* start Text section *

But when it comes to, gulp, loving myself?
Well, upon writing that, my mind just quickly supplied a bunch of nervous self-deprecating jokes, so you can tell how comfortable I am with the idea.
When it comes to loving myself (shudder), I’m less like a warm older soft-skinned yoga teacher who is always ready with a cup of tea to chat about whatever’s on your mind…and more like a tough overbearing mother who’s probably a hoot for a poolside piña colada but nags and criticizes the rest of the time.
During moments of shame, nobody can make me feel worse than I can.
So, how is it that Cancel Culture—the communal practice of shaming an individual into reform—actually taught me how to show myself graceful, accepting, sweet, yoga-teacher-with-a-cup-of-tea love?
Because I realized that I had been canceling myself for years. And…guess what: it wasn’t working!
Let’s back up a smidge.
There was a time when I felt vulnerable to the thing I didn’t know had a name.
Funny enough, it was long before I had 1.1 million followers on Instagram. It’s probably when I had about 100K. Nothing to turn my nose up at, but my fear of being “canceled” peaked with self-doubt—not follower number.
During that peak, another (cooler, trendier, edgier) illustrator posted a series of expletive-enhanced Instagram Stories about how I needed to “fucking do better” and “use [my] fucking platform for once” after a high-profile sexual assault case that I hadn’t commented on.
First a friend sent me screenshots of the story—a punch to my gut when I was already slogging through Day 10 of the flu.
Then, message after email after comment after message after message: Why don’t you use your platform for anything except cute drawings, etc, etc, etc, and sometimes much worse.
Flu aside, the messages made me literally throw up. My book had just come out and I was worried people wouldn’t buy it, and people would unfollow me, and people wouldn’t like me, and, and, and, and sometimes much worse.
None of these people—the illustrator included—had ever had so much as an interaction with me at the grocery store.
But I kept wondering: Were they right? Should I have said something? How could I have done something so wrong? Do I actually care about justice? Am I even worthy of expressing myself, posting my art?

* end Text section *
* start Rows *

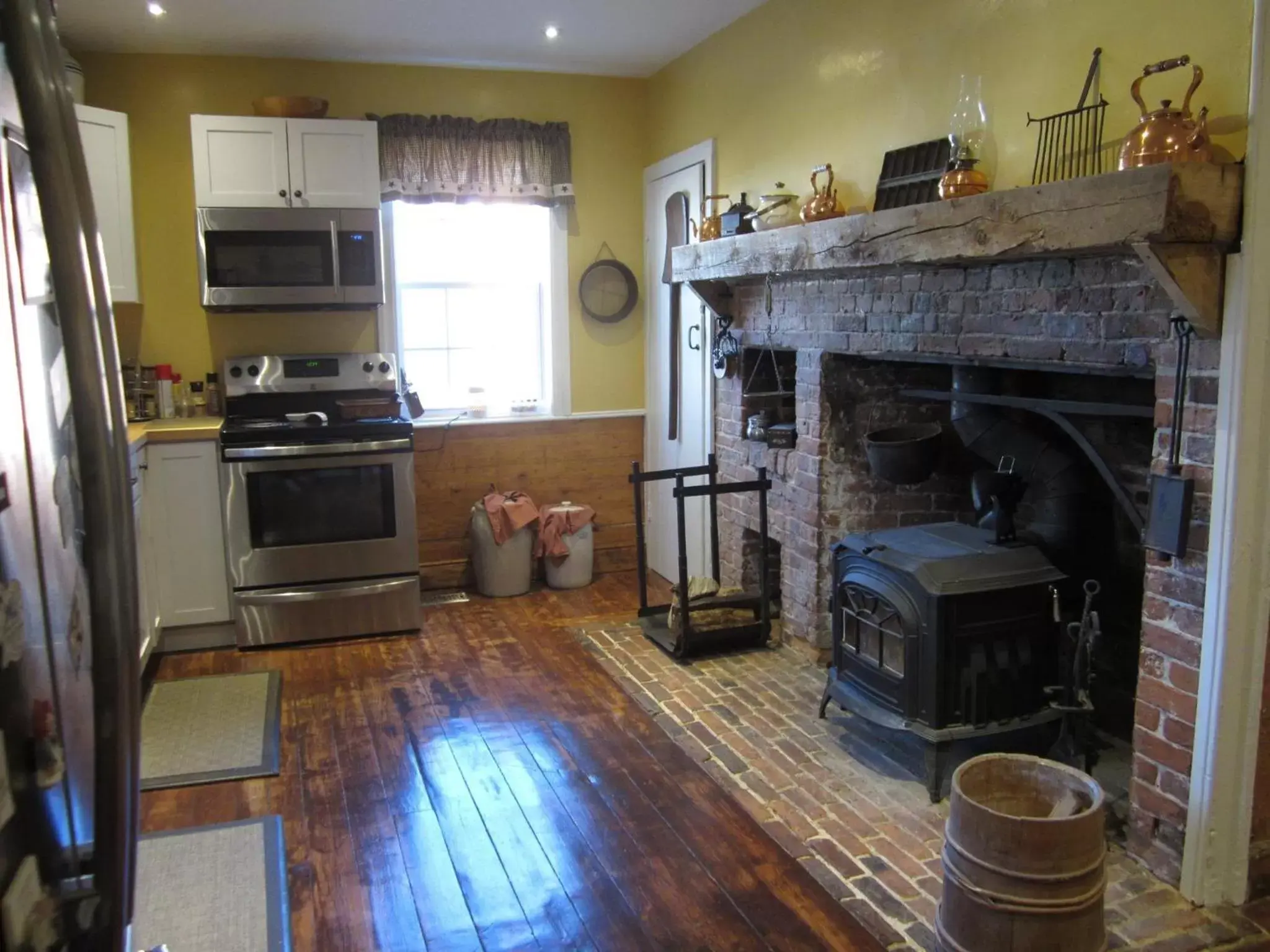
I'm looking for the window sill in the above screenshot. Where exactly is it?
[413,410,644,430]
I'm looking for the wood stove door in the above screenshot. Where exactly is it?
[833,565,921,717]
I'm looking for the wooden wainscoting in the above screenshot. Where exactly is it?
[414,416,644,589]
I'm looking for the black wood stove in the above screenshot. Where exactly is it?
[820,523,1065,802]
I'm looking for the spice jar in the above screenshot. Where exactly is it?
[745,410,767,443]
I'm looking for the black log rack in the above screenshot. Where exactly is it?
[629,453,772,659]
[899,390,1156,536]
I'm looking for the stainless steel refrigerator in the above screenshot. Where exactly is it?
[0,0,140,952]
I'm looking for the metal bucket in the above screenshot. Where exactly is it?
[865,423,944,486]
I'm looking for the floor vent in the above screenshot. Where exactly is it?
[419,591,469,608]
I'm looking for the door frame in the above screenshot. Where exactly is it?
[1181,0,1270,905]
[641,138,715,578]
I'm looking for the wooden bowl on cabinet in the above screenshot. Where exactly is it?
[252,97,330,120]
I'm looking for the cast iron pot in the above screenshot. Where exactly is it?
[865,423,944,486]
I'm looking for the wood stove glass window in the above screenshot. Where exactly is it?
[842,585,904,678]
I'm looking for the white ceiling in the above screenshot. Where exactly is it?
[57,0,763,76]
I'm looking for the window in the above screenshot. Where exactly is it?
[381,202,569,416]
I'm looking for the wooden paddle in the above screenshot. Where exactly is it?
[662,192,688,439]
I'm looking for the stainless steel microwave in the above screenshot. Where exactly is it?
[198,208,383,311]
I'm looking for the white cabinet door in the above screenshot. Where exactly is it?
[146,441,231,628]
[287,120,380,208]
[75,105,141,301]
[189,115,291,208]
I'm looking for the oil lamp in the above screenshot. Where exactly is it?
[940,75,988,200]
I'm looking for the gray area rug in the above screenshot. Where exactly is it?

* end Rows *

In the cancel culture essay, which day of the flu was the writer on when a friend sent screenshots of the illustrator's story? The records play no part in what follows.

Day 10.